Can you output the material exactly as written, minus any pictures it holds?

>> BEGIN Raw records

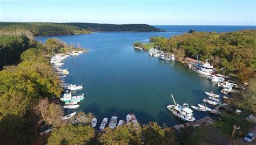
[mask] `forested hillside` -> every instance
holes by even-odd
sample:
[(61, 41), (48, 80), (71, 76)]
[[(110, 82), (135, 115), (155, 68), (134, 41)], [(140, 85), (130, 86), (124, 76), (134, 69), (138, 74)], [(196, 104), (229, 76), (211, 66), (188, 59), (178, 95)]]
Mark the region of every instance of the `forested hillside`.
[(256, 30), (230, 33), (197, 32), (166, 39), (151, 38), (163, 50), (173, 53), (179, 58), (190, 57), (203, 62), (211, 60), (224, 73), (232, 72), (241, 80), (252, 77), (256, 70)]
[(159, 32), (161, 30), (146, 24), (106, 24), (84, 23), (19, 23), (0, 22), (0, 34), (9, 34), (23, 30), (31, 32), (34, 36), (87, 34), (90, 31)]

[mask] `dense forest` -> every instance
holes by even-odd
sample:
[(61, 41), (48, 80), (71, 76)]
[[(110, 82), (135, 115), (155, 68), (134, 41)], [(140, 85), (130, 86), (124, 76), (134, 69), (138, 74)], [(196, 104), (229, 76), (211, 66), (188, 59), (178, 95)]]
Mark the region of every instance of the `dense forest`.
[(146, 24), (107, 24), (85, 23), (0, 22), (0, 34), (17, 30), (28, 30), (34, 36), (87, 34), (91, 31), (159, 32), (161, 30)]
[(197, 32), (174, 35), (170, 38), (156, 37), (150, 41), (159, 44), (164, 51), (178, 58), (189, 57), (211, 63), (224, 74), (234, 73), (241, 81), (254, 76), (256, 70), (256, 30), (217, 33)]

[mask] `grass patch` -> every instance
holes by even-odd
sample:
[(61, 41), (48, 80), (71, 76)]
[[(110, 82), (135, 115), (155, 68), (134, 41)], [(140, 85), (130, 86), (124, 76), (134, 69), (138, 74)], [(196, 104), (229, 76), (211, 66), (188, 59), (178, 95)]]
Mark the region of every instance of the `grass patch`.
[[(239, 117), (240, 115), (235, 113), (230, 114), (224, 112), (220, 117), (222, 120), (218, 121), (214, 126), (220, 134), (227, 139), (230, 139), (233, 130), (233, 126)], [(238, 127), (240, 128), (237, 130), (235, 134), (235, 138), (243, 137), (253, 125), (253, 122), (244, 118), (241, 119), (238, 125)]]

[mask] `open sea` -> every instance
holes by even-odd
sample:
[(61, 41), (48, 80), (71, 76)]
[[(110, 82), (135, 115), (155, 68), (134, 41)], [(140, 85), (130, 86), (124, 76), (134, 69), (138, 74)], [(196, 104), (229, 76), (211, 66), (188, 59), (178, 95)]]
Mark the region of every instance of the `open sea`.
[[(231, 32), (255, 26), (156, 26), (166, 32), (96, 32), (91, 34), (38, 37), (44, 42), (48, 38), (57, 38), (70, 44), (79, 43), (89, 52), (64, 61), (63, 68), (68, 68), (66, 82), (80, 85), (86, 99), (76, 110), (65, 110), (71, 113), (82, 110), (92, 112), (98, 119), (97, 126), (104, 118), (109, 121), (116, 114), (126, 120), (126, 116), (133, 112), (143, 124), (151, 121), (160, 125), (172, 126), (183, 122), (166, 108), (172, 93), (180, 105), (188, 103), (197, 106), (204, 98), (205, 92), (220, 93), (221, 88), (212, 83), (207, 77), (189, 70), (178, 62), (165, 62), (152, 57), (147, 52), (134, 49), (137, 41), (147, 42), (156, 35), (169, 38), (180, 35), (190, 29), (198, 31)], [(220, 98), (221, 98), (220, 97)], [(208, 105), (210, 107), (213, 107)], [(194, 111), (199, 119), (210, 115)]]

>> END Raw records

▶ _Correct output_
[mask] `forested hillside` -> every instance
holes by even-odd
sample:
[(61, 41), (48, 80), (71, 76)]
[[(110, 82), (135, 115), (155, 68), (134, 41)], [(140, 85), (130, 86), (124, 76), (134, 69), (138, 74)], [(196, 104), (229, 76), (211, 66), (188, 59), (178, 95)]]
Mark the region of every instance of the `forested hillside`.
[(256, 30), (230, 33), (197, 32), (166, 39), (151, 38), (163, 50), (173, 53), (179, 58), (190, 57), (203, 62), (211, 60), (224, 73), (232, 72), (241, 80), (252, 77), (256, 70)]
[(159, 32), (161, 30), (146, 24), (106, 24), (84, 23), (19, 23), (0, 22), (0, 34), (9, 34), (23, 30), (31, 32), (34, 36), (87, 34), (90, 31)]

[mask] `dense forest` -> every instance
holes by even-odd
sample:
[(61, 41), (48, 80), (71, 76)]
[[(110, 82), (135, 115), (155, 68), (134, 41)], [(140, 85), (130, 86), (124, 76), (134, 69), (138, 74)], [(196, 104), (229, 76), (211, 66), (188, 59), (178, 95)]]
Mark the region of every instance of the `dense forest`.
[(146, 24), (107, 24), (85, 23), (0, 22), (0, 34), (17, 30), (28, 30), (34, 36), (87, 34), (91, 31), (159, 32), (161, 30)]
[(197, 32), (174, 35), (170, 38), (156, 37), (150, 41), (159, 44), (164, 51), (178, 58), (189, 57), (211, 63), (224, 74), (234, 73), (241, 81), (254, 76), (256, 70), (256, 30), (217, 33)]

[mask] `grass patch` -> every instance
holes by even-odd
sample:
[(61, 41), (48, 80), (71, 76)]
[[(110, 82), (135, 115), (155, 68), (134, 41)], [(140, 85), (130, 86), (124, 76), (134, 69), (138, 74)], [(196, 104), (229, 76), (211, 66), (188, 59), (178, 95)]]
Mark the region of every instance of the `grass patch`.
[[(239, 117), (240, 115), (235, 113), (230, 114), (224, 112), (220, 117), (222, 120), (218, 121), (214, 126), (220, 134), (227, 139), (230, 139), (233, 130), (233, 126)], [(238, 127), (240, 128), (237, 130), (235, 134), (235, 138), (243, 137), (253, 125), (253, 122), (244, 118), (241, 119), (238, 125)]]

[mask] `open sea` -> every instance
holes by even-odd
sample:
[(61, 41), (48, 80), (71, 76)]
[[(110, 82), (135, 115), (155, 68), (134, 41)], [(140, 85), (130, 86), (124, 76), (134, 69), (138, 74)], [(196, 104), (229, 76), (211, 66), (188, 59), (178, 95)]]
Mark the region of every instance of the `open sea`.
[[(231, 32), (255, 26), (156, 26), (166, 32), (96, 32), (91, 34), (38, 37), (44, 42), (48, 38), (57, 38), (70, 44), (79, 43), (89, 52), (64, 61), (63, 68), (68, 68), (66, 82), (80, 85), (86, 99), (76, 110), (65, 110), (71, 113), (82, 110), (92, 112), (98, 119), (97, 126), (104, 118), (109, 121), (116, 114), (126, 120), (126, 116), (133, 112), (143, 124), (151, 121), (160, 125), (172, 126), (183, 122), (166, 108), (172, 93), (180, 105), (188, 103), (197, 106), (204, 98), (205, 92), (220, 93), (221, 88), (212, 83), (207, 77), (189, 70), (178, 62), (165, 62), (152, 57), (147, 52), (134, 49), (137, 41), (147, 42), (156, 35), (169, 38), (180, 35), (190, 29), (198, 31)], [(220, 98), (221, 98), (220, 97)], [(208, 105), (210, 107), (213, 107)], [(194, 111), (199, 119), (210, 115)]]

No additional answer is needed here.